### Goal
Report each line of the material below that contains the word "face", copying every such line in full.

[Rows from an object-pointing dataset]
══════
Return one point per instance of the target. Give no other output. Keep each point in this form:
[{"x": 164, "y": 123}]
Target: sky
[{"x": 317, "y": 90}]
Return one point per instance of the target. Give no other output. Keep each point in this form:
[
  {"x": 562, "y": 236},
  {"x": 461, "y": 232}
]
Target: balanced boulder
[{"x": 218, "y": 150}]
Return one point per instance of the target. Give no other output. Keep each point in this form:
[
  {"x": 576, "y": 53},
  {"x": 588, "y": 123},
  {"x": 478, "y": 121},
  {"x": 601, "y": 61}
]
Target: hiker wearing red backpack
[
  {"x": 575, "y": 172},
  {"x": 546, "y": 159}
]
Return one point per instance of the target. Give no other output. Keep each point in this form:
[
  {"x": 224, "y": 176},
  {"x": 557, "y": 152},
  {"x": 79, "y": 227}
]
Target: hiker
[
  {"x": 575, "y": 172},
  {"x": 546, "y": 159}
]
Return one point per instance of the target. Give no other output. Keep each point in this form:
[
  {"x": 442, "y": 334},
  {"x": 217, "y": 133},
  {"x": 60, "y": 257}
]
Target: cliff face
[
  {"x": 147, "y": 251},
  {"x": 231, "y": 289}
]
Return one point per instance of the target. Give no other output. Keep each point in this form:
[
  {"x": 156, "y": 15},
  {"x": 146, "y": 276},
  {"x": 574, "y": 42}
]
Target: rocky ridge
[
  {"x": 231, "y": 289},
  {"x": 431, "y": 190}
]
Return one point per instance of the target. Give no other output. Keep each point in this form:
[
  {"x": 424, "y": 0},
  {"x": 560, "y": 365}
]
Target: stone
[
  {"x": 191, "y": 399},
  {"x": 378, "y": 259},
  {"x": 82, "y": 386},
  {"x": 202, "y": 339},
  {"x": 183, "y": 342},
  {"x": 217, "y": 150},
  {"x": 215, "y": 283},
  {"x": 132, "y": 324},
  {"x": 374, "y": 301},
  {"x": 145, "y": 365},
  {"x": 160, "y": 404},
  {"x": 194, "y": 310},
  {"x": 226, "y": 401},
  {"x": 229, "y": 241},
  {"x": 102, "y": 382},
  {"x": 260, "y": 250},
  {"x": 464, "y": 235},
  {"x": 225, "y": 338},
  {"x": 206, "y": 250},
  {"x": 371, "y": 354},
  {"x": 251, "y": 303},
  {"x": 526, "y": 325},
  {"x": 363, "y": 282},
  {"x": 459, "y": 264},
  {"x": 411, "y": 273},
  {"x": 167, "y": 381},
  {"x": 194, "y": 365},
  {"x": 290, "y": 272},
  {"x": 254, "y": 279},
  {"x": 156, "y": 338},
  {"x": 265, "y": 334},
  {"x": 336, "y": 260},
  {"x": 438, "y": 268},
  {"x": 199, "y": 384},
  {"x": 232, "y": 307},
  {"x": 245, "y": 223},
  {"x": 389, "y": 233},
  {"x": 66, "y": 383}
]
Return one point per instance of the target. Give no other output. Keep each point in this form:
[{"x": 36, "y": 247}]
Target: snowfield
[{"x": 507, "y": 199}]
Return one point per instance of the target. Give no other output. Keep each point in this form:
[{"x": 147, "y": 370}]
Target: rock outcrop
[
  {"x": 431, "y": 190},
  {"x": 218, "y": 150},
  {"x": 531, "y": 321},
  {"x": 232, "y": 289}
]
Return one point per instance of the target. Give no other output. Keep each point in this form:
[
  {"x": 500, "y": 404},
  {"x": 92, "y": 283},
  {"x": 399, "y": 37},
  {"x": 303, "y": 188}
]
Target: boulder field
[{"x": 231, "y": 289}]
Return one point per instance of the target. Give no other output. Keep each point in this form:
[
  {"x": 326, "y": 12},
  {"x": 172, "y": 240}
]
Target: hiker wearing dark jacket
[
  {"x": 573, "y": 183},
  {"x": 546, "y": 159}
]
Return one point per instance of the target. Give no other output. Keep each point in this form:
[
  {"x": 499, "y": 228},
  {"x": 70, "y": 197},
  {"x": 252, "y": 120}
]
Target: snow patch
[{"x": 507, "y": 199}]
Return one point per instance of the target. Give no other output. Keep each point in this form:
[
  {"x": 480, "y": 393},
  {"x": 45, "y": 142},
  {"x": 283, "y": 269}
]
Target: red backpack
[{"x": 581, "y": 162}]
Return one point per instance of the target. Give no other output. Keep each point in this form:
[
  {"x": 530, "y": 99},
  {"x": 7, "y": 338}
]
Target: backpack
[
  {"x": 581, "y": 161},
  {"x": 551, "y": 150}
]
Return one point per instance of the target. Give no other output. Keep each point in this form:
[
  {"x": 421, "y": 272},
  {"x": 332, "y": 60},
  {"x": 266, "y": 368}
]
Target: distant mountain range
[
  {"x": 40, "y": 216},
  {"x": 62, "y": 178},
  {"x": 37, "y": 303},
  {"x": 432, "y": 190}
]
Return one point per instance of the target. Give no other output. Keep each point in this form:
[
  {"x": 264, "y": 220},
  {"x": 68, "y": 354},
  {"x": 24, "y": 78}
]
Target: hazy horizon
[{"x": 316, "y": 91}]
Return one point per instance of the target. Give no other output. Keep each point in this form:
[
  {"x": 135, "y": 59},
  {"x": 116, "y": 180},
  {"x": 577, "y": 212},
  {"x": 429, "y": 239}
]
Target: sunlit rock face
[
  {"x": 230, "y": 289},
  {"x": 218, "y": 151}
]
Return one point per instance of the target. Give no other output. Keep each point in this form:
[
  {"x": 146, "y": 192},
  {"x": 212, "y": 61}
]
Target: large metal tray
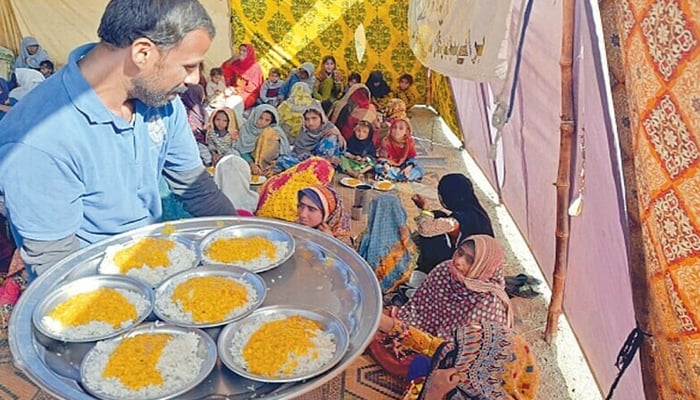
[{"x": 323, "y": 273}]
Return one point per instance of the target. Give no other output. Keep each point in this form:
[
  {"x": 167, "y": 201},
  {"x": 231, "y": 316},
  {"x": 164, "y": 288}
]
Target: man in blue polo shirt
[{"x": 81, "y": 155}]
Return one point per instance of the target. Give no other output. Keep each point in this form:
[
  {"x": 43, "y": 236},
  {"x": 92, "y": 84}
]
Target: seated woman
[
  {"x": 319, "y": 207},
  {"x": 386, "y": 243},
  {"x": 467, "y": 289},
  {"x": 317, "y": 137},
  {"x": 244, "y": 74},
  {"x": 438, "y": 232},
  {"x": 223, "y": 131},
  {"x": 360, "y": 154},
  {"x": 278, "y": 195},
  {"x": 397, "y": 154},
  {"x": 488, "y": 361},
  {"x": 291, "y": 110},
  {"x": 261, "y": 140},
  {"x": 355, "y": 106}
]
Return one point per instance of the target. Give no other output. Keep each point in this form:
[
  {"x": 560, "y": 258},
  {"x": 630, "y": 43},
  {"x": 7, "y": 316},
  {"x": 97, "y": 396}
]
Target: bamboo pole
[{"x": 567, "y": 128}]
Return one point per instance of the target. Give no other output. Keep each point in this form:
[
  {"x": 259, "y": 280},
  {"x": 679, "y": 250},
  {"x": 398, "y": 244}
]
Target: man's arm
[
  {"x": 198, "y": 192},
  {"x": 41, "y": 255}
]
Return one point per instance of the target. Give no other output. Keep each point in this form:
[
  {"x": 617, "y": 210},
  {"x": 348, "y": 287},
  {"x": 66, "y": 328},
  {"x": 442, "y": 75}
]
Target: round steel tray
[{"x": 322, "y": 273}]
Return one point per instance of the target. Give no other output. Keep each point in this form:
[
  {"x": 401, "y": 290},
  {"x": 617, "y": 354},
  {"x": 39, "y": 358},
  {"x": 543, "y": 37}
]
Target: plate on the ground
[
  {"x": 350, "y": 182},
  {"x": 207, "y": 294},
  {"x": 93, "y": 300},
  {"x": 147, "y": 259},
  {"x": 191, "y": 353},
  {"x": 330, "y": 345},
  {"x": 384, "y": 186},
  {"x": 252, "y": 247},
  {"x": 257, "y": 179}
]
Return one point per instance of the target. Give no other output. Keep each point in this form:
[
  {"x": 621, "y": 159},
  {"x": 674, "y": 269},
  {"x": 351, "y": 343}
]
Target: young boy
[
  {"x": 216, "y": 84},
  {"x": 403, "y": 91},
  {"x": 271, "y": 88}
]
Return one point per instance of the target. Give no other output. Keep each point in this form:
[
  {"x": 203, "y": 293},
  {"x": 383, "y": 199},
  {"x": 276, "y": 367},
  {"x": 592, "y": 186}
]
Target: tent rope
[{"x": 626, "y": 355}]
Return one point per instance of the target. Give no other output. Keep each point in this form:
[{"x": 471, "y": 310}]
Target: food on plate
[
  {"x": 251, "y": 253},
  {"x": 282, "y": 346},
  {"x": 95, "y": 313},
  {"x": 206, "y": 299},
  {"x": 144, "y": 365},
  {"x": 150, "y": 259}
]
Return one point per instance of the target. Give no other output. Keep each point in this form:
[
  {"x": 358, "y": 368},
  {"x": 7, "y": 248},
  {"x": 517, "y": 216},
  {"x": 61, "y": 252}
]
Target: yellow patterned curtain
[
  {"x": 653, "y": 47},
  {"x": 286, "y": 33}
]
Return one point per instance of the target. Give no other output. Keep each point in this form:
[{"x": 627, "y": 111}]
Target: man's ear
[{"x": 144, "y": 52}]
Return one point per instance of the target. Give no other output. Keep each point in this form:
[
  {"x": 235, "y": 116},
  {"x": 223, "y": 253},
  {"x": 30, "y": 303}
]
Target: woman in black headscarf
[{"x": 440, "y": 231}]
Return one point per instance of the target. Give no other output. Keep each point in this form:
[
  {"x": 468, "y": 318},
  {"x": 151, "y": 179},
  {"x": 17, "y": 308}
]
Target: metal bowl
[
  {"x": 64, "y": 292},
  {"x": 206, "y": 351},
  {"x": 249, "y": 231},
  {"x": 104, "y": 266},
  {"x": 329, "y": 323},
  {"x": 164, "y": 292}
]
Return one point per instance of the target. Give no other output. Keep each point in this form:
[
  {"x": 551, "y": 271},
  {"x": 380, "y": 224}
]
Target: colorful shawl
[
  {"x": 386, "y": 243},
  {"x": 248, "y": 69},
  {"x": 354, "y": 106},
  {"x": 291, "y": 110},
  {"x": 447, "y": 300},
  {"x": 395, "y": 152},
  {"x": 496, "y": 361},
  {"x": 250, "y": 131},
  {"x": 307, "y": 139},
  {"x": 334, "y": 214},
  {"x": 278, "y": 196}
]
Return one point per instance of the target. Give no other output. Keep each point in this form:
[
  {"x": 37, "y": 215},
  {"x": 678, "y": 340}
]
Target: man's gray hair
[{"x": 164, "y": 22}]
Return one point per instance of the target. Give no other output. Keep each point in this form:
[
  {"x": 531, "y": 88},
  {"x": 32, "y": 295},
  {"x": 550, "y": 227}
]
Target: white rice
[
  {"x": 96, "y": 329},
  {"x": 306, "y": 364},
  {"x": 178, "y": 365},
  {"x": 175, "y": 312},
  {"x": 181, "y": 258},
  {"x": 255, "y": 264}
]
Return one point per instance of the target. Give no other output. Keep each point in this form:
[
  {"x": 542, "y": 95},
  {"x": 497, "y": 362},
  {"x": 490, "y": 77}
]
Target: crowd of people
[{"x": 135, "y": 126}]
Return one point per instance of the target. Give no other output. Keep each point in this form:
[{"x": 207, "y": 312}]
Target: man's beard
[{"x": 152, "y": 97}]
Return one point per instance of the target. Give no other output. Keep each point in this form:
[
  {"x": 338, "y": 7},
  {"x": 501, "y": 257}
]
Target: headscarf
[
  {"x": 331, "y": 205},
  {"x": 395, "y": 108},
  {"x": 377, "y": 91},
  {"x": 355, "y": 105},
  {"x": 232, "y": 176},
  {"x": 278, "y": 195},
  {"x": 386, "y": 243},
  {"x": 27, "y": 79},
  {"x": 250, "y": 132},
  {"x": 307, "y": 139},
  {"x": 447, "y": 300},
  {"x": 193, "y": 99},
  {"x": 4, "y": 91},
  {"x": 362, "y": 148},
  {"x": 498, "y": 363},
  {"x": 26, "y": 60},
  {"x": 397, "y": 152},
  {"x": 457, "y": 194}
]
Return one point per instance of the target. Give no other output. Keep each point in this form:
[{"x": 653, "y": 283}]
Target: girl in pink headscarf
[{"x": 244, "y": 74}]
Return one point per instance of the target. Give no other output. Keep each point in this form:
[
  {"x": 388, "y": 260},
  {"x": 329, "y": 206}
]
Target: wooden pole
[{"x": 566, "y": 132}]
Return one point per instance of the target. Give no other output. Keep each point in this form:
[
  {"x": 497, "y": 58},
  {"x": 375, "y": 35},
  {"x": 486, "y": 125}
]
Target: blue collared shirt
[{"x": 68, "y": 165}]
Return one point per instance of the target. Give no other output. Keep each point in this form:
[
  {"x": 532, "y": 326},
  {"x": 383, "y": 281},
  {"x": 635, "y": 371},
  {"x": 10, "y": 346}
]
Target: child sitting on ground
[
  {"x": 271, "y": 89},
  {"x": 360, "y": 152}
]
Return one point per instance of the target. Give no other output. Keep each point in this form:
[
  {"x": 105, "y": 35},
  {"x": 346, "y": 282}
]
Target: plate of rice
[
  {"x": 151, "y": 259},
  {"x": 209, "y": 296},
  {"x": 93, "y": 308},
  {"x": 153, "y": 361},
  {"x": 252, "y": 247},
  {"x": 283, "y": 343}
]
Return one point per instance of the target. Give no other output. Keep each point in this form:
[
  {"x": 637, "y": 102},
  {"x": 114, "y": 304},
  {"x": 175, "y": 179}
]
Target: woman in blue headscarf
[{"x": 386, "y": 243}]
══════
### Task result
Target: cliff face
Target: sunlit rock face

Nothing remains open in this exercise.